Please pull out every line in the entries below that contains the word "street", copying each one in full.

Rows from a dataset
________________
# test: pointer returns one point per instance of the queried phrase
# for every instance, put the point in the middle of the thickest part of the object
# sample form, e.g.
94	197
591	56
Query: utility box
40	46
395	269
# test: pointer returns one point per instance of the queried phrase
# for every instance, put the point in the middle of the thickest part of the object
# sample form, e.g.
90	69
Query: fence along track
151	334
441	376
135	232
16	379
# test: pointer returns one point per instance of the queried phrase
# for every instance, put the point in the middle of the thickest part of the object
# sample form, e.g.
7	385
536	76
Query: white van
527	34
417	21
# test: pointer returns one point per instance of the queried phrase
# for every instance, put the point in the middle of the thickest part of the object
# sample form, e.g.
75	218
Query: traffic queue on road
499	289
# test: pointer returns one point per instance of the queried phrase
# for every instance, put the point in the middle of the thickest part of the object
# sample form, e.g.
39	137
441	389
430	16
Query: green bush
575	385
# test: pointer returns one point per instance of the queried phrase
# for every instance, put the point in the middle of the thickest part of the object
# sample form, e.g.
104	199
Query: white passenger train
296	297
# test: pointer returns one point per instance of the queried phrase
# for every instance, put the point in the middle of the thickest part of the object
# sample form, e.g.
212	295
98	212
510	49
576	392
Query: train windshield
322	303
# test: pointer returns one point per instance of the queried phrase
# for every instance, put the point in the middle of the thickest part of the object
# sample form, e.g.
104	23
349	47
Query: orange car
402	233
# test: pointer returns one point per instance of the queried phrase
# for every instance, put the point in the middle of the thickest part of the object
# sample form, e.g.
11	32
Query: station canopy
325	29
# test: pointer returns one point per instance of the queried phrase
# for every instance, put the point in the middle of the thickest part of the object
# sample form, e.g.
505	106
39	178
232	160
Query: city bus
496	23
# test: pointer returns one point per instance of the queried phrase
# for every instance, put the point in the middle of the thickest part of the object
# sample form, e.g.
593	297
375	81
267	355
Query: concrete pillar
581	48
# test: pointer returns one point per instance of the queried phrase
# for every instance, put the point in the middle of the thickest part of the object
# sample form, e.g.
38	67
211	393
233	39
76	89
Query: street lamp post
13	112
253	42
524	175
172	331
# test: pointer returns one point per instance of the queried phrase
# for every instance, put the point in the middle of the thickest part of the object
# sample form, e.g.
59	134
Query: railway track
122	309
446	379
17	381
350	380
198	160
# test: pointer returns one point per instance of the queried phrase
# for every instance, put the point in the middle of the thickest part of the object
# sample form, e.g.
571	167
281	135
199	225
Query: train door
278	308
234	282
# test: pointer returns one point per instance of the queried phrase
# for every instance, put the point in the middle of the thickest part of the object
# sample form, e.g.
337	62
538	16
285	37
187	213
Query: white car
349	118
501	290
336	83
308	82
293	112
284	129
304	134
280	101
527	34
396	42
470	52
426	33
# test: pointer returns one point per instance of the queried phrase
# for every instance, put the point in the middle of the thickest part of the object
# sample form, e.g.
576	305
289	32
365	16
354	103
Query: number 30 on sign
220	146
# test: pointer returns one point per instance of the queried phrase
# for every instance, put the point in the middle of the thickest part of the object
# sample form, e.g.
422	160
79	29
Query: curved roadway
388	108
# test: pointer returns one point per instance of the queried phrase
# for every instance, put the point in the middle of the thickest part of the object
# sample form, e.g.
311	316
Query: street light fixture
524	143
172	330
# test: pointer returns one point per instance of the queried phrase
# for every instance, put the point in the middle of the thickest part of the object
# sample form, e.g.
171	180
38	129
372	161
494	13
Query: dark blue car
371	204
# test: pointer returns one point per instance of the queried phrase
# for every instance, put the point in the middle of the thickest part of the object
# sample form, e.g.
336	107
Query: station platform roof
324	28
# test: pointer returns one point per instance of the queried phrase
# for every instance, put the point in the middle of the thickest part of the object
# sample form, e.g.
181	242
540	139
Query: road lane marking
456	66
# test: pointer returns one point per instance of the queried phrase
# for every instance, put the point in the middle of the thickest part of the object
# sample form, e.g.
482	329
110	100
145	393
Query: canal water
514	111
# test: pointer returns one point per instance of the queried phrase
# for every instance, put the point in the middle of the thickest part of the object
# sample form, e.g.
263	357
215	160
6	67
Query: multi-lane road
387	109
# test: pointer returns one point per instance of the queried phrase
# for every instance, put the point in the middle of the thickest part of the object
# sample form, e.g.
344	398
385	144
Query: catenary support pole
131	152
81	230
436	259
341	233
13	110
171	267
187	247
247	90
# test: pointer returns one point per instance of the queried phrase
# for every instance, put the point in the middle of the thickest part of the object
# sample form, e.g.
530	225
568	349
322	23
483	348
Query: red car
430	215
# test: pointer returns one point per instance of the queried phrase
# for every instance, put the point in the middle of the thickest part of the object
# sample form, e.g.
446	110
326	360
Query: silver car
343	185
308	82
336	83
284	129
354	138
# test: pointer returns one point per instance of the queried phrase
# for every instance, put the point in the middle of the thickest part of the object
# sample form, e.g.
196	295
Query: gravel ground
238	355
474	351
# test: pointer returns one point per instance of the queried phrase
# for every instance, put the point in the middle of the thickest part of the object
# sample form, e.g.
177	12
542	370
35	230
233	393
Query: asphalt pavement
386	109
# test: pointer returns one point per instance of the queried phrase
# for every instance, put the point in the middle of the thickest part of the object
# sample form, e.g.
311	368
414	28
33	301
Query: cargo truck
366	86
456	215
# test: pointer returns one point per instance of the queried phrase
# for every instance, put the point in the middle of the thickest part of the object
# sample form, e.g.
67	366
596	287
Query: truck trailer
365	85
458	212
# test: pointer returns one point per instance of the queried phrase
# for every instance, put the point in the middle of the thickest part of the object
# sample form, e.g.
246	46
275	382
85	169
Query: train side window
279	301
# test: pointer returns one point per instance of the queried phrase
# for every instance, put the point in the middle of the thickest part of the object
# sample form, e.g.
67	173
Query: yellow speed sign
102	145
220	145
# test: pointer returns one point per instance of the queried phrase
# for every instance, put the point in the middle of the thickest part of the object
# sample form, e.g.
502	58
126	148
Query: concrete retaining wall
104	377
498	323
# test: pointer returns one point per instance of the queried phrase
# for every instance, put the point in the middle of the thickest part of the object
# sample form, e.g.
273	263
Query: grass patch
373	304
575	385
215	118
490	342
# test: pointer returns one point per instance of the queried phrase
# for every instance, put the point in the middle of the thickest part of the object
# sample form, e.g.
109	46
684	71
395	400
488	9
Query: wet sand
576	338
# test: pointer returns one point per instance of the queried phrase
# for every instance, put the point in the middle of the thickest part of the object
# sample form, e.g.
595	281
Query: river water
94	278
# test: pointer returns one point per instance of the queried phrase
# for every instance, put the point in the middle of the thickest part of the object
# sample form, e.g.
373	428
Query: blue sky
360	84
________________
**SOLVED PROBLEM**
Query: street lamp post
Query: street light fixture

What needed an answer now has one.